>>

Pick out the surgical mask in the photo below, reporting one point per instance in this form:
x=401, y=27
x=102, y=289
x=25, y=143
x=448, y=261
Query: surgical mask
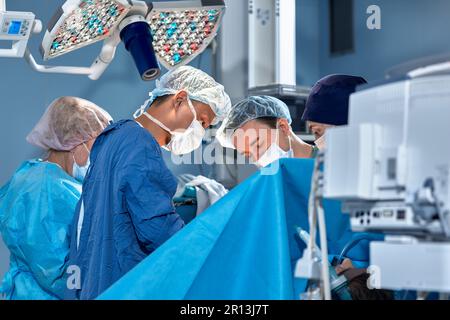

<<

Set task: Could you reproduce every row above character for character, leaving out the picture?

Output for this exercise:
Pick out the surgical mask in the photo below, reporting one point per instance in this form:
x=401, y=27
x=102, y=289
x=25, y=143
x=448, y=261
Query: surgical mask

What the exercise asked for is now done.